## [WORK ITEM]
Lines containing the word "table" in the data below: say how many, with no other text.

::: MATERIAL TO PROCESS :::

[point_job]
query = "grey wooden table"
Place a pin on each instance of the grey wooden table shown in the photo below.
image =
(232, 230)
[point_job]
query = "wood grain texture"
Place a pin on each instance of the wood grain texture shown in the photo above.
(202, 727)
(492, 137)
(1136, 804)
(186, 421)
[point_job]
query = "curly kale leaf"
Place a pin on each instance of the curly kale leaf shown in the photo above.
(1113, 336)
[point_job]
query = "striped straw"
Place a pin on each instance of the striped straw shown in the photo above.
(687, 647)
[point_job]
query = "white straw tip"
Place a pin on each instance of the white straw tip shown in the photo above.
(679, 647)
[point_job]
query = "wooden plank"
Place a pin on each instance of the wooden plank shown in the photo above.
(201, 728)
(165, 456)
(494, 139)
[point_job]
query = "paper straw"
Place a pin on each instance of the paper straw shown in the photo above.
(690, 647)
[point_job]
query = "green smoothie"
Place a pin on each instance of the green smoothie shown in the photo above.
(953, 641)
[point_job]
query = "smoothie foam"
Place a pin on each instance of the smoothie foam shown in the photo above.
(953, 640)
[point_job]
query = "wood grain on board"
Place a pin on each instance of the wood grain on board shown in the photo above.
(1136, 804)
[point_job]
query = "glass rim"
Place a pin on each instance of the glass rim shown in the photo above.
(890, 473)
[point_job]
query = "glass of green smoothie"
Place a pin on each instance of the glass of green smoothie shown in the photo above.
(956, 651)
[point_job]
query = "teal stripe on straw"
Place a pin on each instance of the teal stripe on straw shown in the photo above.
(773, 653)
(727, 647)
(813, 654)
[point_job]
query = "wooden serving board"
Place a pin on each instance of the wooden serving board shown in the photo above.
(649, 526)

:::

## [RESPONSE TO THE EXERCISE]
2